**Document source:**
___

De très nombreux variants ont été rapportés dans le monde, mais ils convergent, en termes de mutations de la protéine S, vers quelques lignées se ressemblant beaucoup et 4 d’entre eux sont sous surveillance renforcée. Après le variant anglais devenu prédominant en Europe, et les variants sud-africain, brésiliens et indien, un variant centre-africain (B.1.620) est venu s’ajouter ces derniers jours. Chacun d’eux est impliqué dans les grandes vagues épidémiques. Certes, le non-respect des gestes barrières sur la durée, l’utilisation pour le moins non optimale des tests diagnostiques et surtout les conclusions et attitudes à adopter en cas de positivité, des campagnes de vaccination trop lentes, ont sans nul doute un rôle important dans l’émergence de ces rebonds successifs. A l’heure actuelle, la lutte contre la pandémie ne peut se dispenser d’aucune de ces mesures.

En France, alors que les variants sud-africain et brésiliens ont été isolés depuis plusieurs mois, leurs proportions parmi les souches isolées n’ont pas augmenté de façon significative et le variant anglais est resté prédominant, témoignant probablement d’une plus grande transmissibilité. La pression de sélection vaccinale pourrait changer la situation. Cependant, une vision cataclysmique des variants qui viendraient empêcher un contrôle de l’épidémie est inutile, contre-productive et n’est pas le scénario le plus probable. En effet, le SARS-CoV-2 a un répertoire de mutations relativement limité. Le répertoire des mutations montre que de mêmes mutations concernant la protéine S apparaissent partout dans le monde mais dans des ordres différents.

Une étude cas-témoins récente au Qatar, où le vaccin Pfizer-BioNTech a été largement utilisé et où prédominaient les variants britannique et sud-africain, a permis d’évaluer de façon fine, l’efficacité sur ces souches : 89,5 % (IC95% 85,9–92,3) sur les infections à variant dit « britannique», 75 % (IC95% 70,5–78,9) sur les infections à variant dit « sud-africain » et 100 % (IC95% 81,7–100 ou 73,7-100) sur les Covid-19 graves (sévères, critiques ou fatales) pour ces deux variants.

___

**Lignes de données:**
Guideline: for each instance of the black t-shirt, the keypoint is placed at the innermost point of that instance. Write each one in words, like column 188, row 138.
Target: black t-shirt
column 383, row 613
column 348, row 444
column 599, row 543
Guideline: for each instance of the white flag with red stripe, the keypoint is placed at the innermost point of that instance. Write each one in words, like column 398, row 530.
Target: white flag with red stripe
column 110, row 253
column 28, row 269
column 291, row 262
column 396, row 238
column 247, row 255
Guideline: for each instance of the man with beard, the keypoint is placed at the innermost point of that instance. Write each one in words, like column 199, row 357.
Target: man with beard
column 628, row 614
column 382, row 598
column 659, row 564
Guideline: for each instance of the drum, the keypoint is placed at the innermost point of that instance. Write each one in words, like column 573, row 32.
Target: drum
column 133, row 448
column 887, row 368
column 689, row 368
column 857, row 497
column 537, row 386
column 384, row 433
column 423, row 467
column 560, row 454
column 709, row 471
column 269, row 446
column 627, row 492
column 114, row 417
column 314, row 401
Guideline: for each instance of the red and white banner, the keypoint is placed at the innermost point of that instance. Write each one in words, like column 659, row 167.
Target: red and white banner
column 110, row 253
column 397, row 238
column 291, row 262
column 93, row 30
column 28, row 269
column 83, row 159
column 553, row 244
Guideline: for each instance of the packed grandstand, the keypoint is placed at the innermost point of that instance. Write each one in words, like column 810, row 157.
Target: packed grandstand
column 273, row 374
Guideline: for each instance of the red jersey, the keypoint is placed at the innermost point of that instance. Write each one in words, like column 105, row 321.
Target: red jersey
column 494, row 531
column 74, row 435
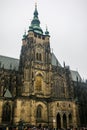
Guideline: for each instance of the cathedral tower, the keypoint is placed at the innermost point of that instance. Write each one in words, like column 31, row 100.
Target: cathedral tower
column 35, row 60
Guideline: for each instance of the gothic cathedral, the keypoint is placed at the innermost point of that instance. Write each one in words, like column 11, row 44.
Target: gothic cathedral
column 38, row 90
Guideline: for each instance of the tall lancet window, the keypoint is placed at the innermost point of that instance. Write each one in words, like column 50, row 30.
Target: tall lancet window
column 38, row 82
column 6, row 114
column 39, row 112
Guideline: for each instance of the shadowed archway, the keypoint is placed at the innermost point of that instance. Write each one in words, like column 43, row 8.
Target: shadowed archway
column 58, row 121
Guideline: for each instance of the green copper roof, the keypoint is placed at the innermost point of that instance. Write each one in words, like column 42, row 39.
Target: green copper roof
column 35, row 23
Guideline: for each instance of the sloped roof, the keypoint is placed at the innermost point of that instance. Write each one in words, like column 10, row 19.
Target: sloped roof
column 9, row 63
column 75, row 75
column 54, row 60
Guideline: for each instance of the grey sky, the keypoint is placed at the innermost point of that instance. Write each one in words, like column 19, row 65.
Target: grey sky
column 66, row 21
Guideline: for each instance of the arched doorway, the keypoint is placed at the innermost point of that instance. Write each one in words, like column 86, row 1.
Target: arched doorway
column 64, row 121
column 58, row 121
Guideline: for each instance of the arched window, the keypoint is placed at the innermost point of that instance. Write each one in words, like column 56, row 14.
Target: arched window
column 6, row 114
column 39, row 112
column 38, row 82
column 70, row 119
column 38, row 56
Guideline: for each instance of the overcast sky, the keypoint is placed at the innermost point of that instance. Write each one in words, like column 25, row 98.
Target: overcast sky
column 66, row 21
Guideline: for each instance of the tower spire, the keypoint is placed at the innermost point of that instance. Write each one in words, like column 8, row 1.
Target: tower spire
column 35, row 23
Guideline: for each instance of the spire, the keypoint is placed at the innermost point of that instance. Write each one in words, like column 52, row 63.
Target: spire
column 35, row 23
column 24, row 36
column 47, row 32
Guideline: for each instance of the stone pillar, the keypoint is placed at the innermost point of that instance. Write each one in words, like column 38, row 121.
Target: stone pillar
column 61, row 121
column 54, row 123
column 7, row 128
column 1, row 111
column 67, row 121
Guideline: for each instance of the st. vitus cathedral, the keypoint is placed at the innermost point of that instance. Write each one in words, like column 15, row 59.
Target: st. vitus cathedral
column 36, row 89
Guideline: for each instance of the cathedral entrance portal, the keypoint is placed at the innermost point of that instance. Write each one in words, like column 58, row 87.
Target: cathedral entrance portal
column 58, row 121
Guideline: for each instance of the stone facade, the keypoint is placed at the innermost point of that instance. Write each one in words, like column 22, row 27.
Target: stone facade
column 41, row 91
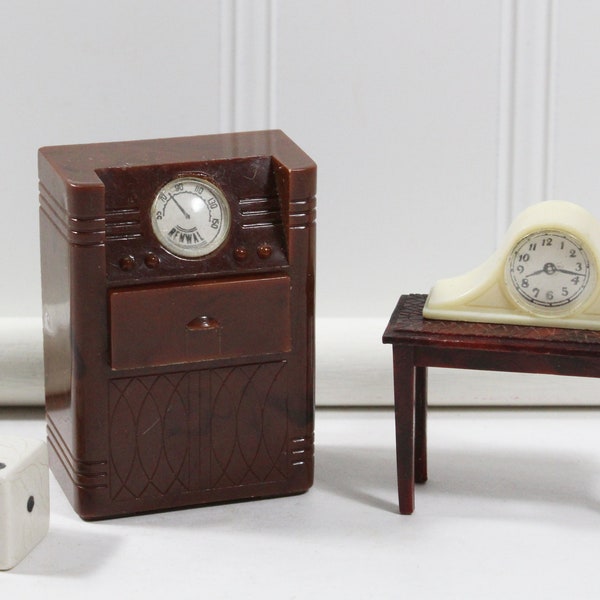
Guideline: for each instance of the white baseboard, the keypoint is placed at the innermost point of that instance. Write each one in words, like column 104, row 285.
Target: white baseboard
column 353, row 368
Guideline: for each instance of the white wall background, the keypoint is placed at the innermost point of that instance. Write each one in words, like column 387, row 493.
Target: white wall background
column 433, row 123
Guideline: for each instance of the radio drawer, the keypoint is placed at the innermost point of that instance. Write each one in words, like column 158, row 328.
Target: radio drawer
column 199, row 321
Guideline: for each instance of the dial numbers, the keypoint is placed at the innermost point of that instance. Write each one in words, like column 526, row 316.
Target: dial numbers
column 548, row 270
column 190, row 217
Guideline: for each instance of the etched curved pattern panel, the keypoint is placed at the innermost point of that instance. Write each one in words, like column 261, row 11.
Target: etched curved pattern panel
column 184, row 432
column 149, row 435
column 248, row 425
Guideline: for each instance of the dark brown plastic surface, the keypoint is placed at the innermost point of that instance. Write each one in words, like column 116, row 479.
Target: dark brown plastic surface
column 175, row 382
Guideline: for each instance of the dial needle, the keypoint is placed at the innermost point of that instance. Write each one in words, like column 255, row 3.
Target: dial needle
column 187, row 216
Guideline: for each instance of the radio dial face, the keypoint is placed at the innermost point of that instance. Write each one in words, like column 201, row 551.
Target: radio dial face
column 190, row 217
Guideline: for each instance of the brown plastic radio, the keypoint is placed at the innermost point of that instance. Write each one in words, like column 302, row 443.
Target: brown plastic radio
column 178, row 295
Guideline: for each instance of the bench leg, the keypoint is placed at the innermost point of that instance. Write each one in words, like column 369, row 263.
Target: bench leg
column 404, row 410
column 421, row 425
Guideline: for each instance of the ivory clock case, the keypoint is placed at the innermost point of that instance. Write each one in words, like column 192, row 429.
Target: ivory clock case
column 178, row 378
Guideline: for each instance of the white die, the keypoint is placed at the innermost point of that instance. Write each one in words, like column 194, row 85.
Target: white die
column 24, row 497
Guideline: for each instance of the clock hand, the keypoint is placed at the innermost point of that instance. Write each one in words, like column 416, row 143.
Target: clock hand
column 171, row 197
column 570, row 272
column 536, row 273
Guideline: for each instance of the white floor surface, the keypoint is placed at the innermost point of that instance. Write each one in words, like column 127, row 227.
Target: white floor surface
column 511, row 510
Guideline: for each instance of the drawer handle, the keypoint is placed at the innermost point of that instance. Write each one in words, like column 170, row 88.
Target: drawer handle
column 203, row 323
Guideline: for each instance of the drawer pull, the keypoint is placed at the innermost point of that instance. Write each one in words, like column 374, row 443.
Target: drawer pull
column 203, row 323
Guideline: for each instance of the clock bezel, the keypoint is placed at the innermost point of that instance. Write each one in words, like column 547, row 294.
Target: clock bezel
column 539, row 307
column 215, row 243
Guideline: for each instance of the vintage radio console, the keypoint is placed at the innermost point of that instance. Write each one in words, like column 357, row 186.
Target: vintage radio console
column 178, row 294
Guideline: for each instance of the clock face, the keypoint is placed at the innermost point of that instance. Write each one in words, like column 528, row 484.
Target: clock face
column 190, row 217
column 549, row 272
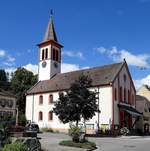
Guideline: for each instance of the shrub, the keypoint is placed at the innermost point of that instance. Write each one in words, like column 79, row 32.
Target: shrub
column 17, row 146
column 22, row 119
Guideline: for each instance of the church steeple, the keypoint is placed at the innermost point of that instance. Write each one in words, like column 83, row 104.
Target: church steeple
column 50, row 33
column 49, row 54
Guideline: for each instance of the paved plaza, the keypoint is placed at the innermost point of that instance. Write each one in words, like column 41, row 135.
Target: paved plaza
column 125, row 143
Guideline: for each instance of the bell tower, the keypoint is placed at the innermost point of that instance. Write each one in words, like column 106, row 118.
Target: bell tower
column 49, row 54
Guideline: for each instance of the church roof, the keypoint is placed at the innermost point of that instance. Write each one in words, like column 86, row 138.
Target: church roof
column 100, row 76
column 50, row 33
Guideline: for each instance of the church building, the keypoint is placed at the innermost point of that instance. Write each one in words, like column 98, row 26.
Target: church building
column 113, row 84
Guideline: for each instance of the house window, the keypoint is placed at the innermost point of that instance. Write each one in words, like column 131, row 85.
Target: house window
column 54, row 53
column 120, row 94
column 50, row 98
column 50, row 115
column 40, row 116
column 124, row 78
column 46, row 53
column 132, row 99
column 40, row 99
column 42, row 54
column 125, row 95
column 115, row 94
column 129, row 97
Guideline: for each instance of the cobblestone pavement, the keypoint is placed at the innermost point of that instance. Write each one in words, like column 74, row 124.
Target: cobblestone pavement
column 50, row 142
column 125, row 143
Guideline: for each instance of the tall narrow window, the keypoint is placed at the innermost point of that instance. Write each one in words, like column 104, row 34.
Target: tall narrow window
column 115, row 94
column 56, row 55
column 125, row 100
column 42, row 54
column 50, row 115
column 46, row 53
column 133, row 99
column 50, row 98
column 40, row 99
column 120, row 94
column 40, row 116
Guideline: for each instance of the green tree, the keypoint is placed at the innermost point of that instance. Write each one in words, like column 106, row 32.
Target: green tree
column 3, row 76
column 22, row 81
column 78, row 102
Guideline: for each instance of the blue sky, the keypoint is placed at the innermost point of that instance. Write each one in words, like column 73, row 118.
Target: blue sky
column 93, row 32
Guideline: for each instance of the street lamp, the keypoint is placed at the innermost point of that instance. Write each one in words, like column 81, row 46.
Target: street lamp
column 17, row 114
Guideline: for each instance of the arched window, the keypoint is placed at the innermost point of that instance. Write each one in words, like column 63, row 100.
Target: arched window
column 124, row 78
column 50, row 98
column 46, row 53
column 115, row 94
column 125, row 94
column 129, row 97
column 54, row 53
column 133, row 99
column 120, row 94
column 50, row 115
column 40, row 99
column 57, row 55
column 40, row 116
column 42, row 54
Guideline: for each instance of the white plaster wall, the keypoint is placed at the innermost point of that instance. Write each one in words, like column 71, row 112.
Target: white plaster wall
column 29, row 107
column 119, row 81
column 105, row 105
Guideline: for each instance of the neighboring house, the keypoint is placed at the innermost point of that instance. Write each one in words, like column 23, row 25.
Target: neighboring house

___

**Consigne 1:** D'après le texte sur les variants, pourquoi une vision cataclysmique des variants n'est-elle pas le scénario le plus probable ? Répondez en une à trois phrases.
**Consigne 2:** Résumez en deux phrases le texte sur les variants.
**Consigne 3:**
Veuillez répondre aux questions suivantes sur le document source, une réponse par ligne, marquée comme la question :
(a) Quel variant est venu s'ajouter ces derniers jours ?
(b) En France, quel variant est resté prédominant ?
(c) Selon l'étude menée au Qatar, quelle est l'efficacité du vaccin sur les infections à variant dit « sud-africain » ?

**Réponse 1:** Le SARS-CoV-2 a un répertoire de mutations relativement limité. Les mêmes mutations de la protéine S apparaissent partout dans le monde, mais dans des ordres différents.

**Réponse 2:** De nombreux variants du SARS-CoV-2, dont quatre sous surveillance renforcée, sont impliqués dans les grandes vagues épidémiques, mais le non-respect des gestes barrières, l'usage non optimal des tests et la lenteur de la vaccination y jouent aussi un rôle important. Comme le virus a un répertoire de mutations relativement limité, un scénario cataclysmique n'est pas le plus probable, et une étude au Qatar montre que le vaccin Pfizer-BioNTech est efficace contre les variants britannique et sud-africain.

**Réponse 3:**
(a) Un variant centre-africain (B.1.620).
(b) Le variant anglais.
(c) 75 % (IC95% 70,5–78,9).